* _Источник_
Гоголь некогда писал: «Театр и театр — две разные вещи, равно как и восторг самой публики бывает двух родов: иное дело восторг от того, когда какая-нибудь балетная танцовщица подымет ногу повыше, и опять иное дело восторг от того, когда могущественный лицедей потрясающим словом подымет выше все высокие чувства в человеке».
Эйзенштейн произнес это потрясающее слово. Стало очевидным: «есть кинематография и кинематография». Одно дело, когда умелый ремесленник развлекает зрителей павильонными происшествиями и бутафорскими страстями, и иное дело, когда оживает на экране во всей своей реальности народная трагедия.
Удивление было первым чувством, вызываемым кинолентой: ожившее на полотне движение удивляло. Потом на полотне забегал гримасничающий человек: его обливали водой из пожарного шланга, в лицо бросали пирожное с кремом, зал надрывался от хохота — крутили первые комические. Потом злодей угнетал невинность — на глазах зрителей выступали сентиментальные слезы.
Эйзенштейн научил кинематографию искусству потрясать.
Он создал в кино эпос. Масштабы, утраченные театром века, назад вернулись на экран. Вновь — и уже в ином качестве — возникли пафос, трагический ужас, патетическое сострадание. Тысячные толпы людей — сами, непосредственно, а не через протагонистов — стали героями трагедии. В мире возник новый экран. Кино (недавно «киношка») не только заняло место как равное среди высоких видов творчества, но и на какие-то годы оказалось на кафедре учителя. Эпоха (на какой-то период) смогла выразить себя сильнее всего на экране.
Искусство двадцатых годов вышло далеко за пределы своего времени, победило время. А Эйзенштейн перерос еще одни рамки. Полный сил, окрыленный небывалым триумфом, он рванулся вперед; позади остались не только ленты, снимавшиеся в разных странах, но и само представление о кинематографии. Уже был выброшен им на свалку дряхлый театр: Сергей Михайлович во многих статьях научно объяснял отсталость кустарного способа воздействия на зрителей. Теперь, засучив рукава, он взялся за кино. «Потемкин» доказал возможность потрясти зрительный зал без сценария, фабулы, артистов. Какое произведение могло равняться с такой силой воздействия?..

[Записи для определения местоположения]
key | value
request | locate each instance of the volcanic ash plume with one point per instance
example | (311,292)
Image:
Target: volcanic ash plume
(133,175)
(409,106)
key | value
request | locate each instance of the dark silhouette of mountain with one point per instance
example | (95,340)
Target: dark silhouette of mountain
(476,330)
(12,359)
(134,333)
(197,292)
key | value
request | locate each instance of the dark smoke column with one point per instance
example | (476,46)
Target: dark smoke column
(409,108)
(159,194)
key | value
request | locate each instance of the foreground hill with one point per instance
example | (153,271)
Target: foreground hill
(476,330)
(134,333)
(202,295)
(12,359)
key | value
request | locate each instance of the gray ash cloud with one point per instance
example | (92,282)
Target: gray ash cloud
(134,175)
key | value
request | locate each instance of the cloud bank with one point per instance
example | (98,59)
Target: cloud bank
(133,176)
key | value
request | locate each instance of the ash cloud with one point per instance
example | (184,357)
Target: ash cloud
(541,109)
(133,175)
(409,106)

* _Задачи и задания_
- A) Перепиши дословно фрагмент текста об Эйзенштейне, начиная со слов «Эйзенштейн произнес это» и заканчивая словами «реальности народная трагедия.».
- B) Воспроизведи слово в слово весь листинг, не пропуская ни одной строки.

* _Полные ответы_
- A)
Эйзенштейн произнес это потрясающее слово. Стало очевидным: «есть кинематография и кинематография». Одно дело, когда умелый ремесленник развлекает зрителей павильонными происшествиями и бутафорскими страстями, и иное дело, когда оживает на экране во всей своей реальности народная трагедия.

- B)
key | value
request | locate each instance of the volcanic ash plume with one point per instance
example | (311,292)
Image:
Target: volcanic ash plume
(133,175)
(409,106)
key | value
request | locate each instance of the dark silhouette of mountain with one point per instance
example | (95,340)
Target: dark silhouette of mountain
(476,330)
(12,359)
(134,333)
(197,292)
key | value
request | locate each instance of the dark smoke column with one point per instance
example | (476,46)
Target: dark smoke column
(409,108)
(159,194)
key | value
request | locate each instance of the foreground hill with one point per instance
example | (153,271)
Target: foreground hill
(476,330)
(134,333)
(202,295)
(12,359)
key | value
request | locate each instance of the gray ash cloud with one point per instance
example | (92,282)
Target: gray ash cloud
(134,175)
key | value
request | locate each instance of the cloud bank with one point per instance
example | (98,59)
Target: cloud bank
(133,176)
key | value
request | locate each instance of the ash cloud with one point per instance
example | (184,357)
Target: ash cloud
(541,109)
(133,175)
(409,106)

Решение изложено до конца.